Reproduce every item below verbatim, keeping each line and its order unchanged.

----- DATASET RECORDS -----

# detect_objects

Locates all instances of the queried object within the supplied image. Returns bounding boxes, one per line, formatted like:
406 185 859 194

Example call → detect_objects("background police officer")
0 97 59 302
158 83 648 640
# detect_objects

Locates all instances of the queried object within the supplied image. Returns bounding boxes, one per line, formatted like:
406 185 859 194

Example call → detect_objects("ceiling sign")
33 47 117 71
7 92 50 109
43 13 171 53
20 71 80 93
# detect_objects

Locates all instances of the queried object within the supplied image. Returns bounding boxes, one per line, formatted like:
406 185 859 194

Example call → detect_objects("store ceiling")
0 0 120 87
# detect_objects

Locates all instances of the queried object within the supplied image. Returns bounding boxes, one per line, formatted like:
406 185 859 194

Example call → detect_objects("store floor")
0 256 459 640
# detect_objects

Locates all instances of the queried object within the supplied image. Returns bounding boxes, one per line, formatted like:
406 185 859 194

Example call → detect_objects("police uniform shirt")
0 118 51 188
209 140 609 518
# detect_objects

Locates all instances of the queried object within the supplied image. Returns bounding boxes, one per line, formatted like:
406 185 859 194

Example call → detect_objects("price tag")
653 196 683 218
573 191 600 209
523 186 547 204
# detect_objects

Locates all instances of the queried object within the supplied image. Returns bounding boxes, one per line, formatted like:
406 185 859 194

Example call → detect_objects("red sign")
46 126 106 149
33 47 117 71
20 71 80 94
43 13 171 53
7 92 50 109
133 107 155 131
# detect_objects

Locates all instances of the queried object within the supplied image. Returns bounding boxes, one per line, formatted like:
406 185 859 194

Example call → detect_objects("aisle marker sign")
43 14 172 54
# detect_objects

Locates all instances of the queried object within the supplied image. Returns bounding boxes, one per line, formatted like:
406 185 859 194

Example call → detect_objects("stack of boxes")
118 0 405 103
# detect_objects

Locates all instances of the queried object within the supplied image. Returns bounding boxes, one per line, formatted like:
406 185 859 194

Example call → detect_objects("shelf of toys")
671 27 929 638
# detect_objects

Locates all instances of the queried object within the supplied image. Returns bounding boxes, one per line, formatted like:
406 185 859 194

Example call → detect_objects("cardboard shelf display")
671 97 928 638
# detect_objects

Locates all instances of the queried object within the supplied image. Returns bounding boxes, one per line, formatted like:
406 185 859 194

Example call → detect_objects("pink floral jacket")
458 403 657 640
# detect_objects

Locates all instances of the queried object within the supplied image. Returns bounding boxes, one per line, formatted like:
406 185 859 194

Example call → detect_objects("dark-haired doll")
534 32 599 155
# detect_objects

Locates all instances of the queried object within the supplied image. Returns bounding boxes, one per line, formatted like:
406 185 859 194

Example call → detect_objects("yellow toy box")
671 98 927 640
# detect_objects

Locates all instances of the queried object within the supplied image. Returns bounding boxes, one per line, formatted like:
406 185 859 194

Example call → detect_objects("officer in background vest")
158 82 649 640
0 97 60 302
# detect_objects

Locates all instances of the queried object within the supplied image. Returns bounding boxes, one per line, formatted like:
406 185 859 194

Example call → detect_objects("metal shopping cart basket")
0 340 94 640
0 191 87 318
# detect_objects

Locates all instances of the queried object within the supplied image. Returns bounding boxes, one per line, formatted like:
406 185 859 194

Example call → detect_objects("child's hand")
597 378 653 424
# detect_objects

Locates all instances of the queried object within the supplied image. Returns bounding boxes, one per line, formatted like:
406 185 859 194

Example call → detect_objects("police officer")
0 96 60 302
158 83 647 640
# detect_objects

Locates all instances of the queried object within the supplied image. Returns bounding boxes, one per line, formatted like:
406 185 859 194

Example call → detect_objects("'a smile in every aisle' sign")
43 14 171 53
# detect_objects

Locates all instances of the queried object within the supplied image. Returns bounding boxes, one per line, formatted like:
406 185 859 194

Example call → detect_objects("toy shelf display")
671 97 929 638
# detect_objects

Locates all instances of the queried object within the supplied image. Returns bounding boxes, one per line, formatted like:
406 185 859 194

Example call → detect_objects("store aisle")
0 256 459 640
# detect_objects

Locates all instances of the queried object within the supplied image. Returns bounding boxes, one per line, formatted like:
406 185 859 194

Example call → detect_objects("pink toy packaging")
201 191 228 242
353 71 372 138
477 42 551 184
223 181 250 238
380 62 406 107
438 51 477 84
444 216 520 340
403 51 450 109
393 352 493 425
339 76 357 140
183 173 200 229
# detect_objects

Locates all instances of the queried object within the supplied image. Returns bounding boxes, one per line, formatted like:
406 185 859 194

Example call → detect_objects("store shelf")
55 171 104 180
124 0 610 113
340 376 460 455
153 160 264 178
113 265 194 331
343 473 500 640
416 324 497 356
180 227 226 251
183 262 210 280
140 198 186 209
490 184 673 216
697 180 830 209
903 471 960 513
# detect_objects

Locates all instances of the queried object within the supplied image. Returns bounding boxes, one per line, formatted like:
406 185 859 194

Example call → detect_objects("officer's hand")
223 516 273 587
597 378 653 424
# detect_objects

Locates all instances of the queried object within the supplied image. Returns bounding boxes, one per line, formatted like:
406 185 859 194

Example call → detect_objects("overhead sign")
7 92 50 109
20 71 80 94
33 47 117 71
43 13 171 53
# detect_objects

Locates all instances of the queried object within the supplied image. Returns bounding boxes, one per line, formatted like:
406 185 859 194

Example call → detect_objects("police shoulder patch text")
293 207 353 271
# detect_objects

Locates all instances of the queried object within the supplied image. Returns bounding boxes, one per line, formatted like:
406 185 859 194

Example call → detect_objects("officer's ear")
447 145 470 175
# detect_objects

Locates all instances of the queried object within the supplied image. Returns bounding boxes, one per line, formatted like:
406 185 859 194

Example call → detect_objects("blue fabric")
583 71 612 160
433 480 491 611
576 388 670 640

-----

▶ _OUTPUT FOR THIS EXERCISE_
# detect_objects

Locates all instances of the queried object within the supplied image. Returns bounding boxes, one per line, formatted like:
406 185 859 194

Example call → detect_objects("background police officer")
0 97 59 302
158 83 648 640
# detect_objects

Locates all instances of the queried object within the supplied image. Returns bounding boxes, one per line, formatted like:
406 185 859 194

Example call → detect_objects("ceiling sign")
33 47 117 71
7 92 50 109
43 13 171 53
20 71 80 93
# detect_objects

Locates all instances of the queried object within the supplied image. Returns bounding boxes, one per line, formatted like:
406 185 859 194

Example call → detect_objects("store ceiling")
0 0 120 87
# detect_objects

Locates all instances of the queried object within the supplied image. Returns bounding boxes, one per line, formatted like:
406 185 859 194

Example call → detect_objects("store floor")
0 256 459 640
# detect_objects

Locates all instances of the queried object within the supplied image. Returns bounding boxes, one per line, formatted like:
406 185 859 194

Example call → detect_objects("police uniform shirt")
0 118 51 188
209 140 609 518
# detect_objects

Locates all instances of the queried object within the supplied image. Returns bounding boxes, one per line, formatted like:
406 185 859 194

Example call → detect_objects("price tag")
653 196 683 218
573 191 600 209
523 186 547 204
# detect_objects

Locates all instances of the queried object within the supplied image. Returns bounding boxes, one per line, formatted like:
406 185 859 194

Example call → detect_objects("red sign")
46 126 106 149
33 47 117 71
20 71 80 94
43 13 171 53
7 92 50 109
133 107 155 131
# detect_objects

Locates all instances of the queried object within the supplied image. Returns bounding boxes, one per line, formatted like:
406 185 859 194

Example call → detect_objects("aisle marker sign")
43 14 172 54
# detect_objects

Locates all instances of the queried object within the supplied image. Returns bounding boxes, one per line, formatted like:
406 185 859 194

Example call → detect_objects("stack of boxes")
118 0 405 103
# detect_objects

Locates all instances of the queried object within the supplied image. Returns bounding boxes, one per line, formatted like:
406 185 859 194

Example call → detect_objects("shelf of toys")
671 27 929 638
# detect_objects

Locates all instances of the queried object within the supplied image. Returns bounding boxes, one per line, formatted like:
406 185 859 194

Example call → detect_objects("cardboard shelf display")
671 97 928 638
# detect_objects

Locates all instances of the queried object within the supplied image. Returns bounding boxes, one per line, formatted like:
406 185 859 194

Example call → detect_objects("pink floral jacket")
458 403 657 640
# detect_objects

Locates all instances of the queried object within the supplied image. Returns bounding boxes, one per line, formatted like:
406 185 859 194

Example call → detect_objects("dark-haired doll")
534 32 599 155
# detect_objects

Locates all instances of the queried object within the supplied image. Returns bounding boxes, one per line, formatted like:
406 185 859 194

Example call → detect_objects("yellow toy box")
671 98 927 640
# detect_objects

Locates all instances of the queried object within the supplied image. Returns bounding boxes, one per line, formatted like:
406 185 859 194

Example call → detect_objects("officer in background vest")
158 82 649 640
0 97 60 302
# detect_objects

Locates all instances of the queried object within the supplied image. Returns bounding boxes, one per line, formatted like:
406 185 859 194

Example call → detect_objects("metal shopping cart basket")
0 340 94 640
0 191 87 318
# detect_objects

Locates all instances of the queried object within the supplied image. Returns bounding boxes, one per line, formatted like:
406 185 859 194

Example call → detect_objects("child's hand")
597 378 653 424
# detect_objects

Locates all instances of the queried object within the supplied image. Returns bounding boxes, one per line, formatted like:
406 185 859 194

Example call → detect_objects("police officer")
0 96 60 302
158 83 647 640
# detect_objects

Locates all instances of the queried object within the supplied image. Returns bounding boxes, one per line, formatted like:
406 185 859 194

Example call → detect_objects("'a smile in every aisle' sign")
43 14 171 53
# detect_objects

Locates all instances of the queried object within the supplied image. Returns bounding boxes, one per line, formatted like:
406 185 859 194

Example call → detect_objects("toy shelf display")
671 97 929 638
# detect_objects

Locates all instances of the queried object within the supplied image. Returns bounding boxes, one per line, formatted like:
406 185 859 194

Example call → detect_objects("store aisle")
0 256 459 640
# detect_objects

Locates all instances of the queried object within the supplied image. Returns bounding boxes, one per line, formatted like:
406 185 859 194

Example call → detect_objects("pink toy packaging")
201 191 228 242
353 71 372 138
477 42 551 184
223 181 250 238
380 62 406 107
438 51 477 84
444 216 520 340
403 51 450 109
393 352 493 425
339 76 357 140
183 173 200 229
# detect_objects

Locates all instances of the queried object within the supplied image. Returns bounding boxes, one per line, formatted like:
406 185 859 194

Example call → detect_objects("store shelf")
55 171 104 180
124 0 610 113
340 376 460 455
153 160 264 178
113 265 194 331
343 473 500 640
416 324 497 356
180 227 226 251
183 262 210 280
140 198 186 209
490 184 673 216
697 180 830 209
903 471 960 513
# detect_objects

Locates all instances of the queried object within the supplied image. Returns bounding boxes, one per line, formatted like:
406 185 859 194

Example call → detect_objects("officer's hand")
223 516 273 587
597 378 653 424
# detect_objects

Locates all instances of the queried object within the supplied image. Returns bounding boxes, one per line, formatted like:
406 185 859 194

Example call → detect_objects("overhead sign")
7 92 50 109
20 71 80 94
33 47 117 71
43 13 171 53
# detect_objects

Locates all instances of the queried object within the supplied image. Returns bounding boxes, one per line, formatted like:
406 185 859 194

Example call → detect_objects("police shoulder patch text")
293 207 353 271
# detect_objects

Locates all instances of the queried object within the supplied image. Returns bounding boxes, one per line, formatted like:
406 185 859 194

Example call → detect_objects("officer's ear")
447 145 470 175
# detect_objects

Locates all instances of the queried object within the supplied image. Returns bounding boxes, one per line, formatted like:
406 185 859 194

Example call → detect_objects("blue fabric")
583 71 612 160
433 480 491 611
576 388 670 640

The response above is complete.